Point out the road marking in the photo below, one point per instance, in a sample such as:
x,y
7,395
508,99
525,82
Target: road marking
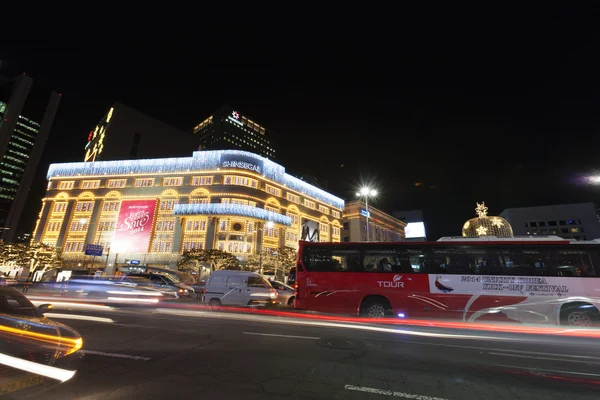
x,y
81,317
391,393
546,370
580,358
49,371
116,355
542,358
288,336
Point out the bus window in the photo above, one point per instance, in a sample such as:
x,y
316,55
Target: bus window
━━━━━━━━━━━━━━━━━━━━━━━━━━━━━━
The lines above that hold the word "photo" should be found and copied out.

Point out the road marking in the photo below, one point per instance, in a sample such as:
Point out the bus window in the photo above, one point per instance, in a sample such as:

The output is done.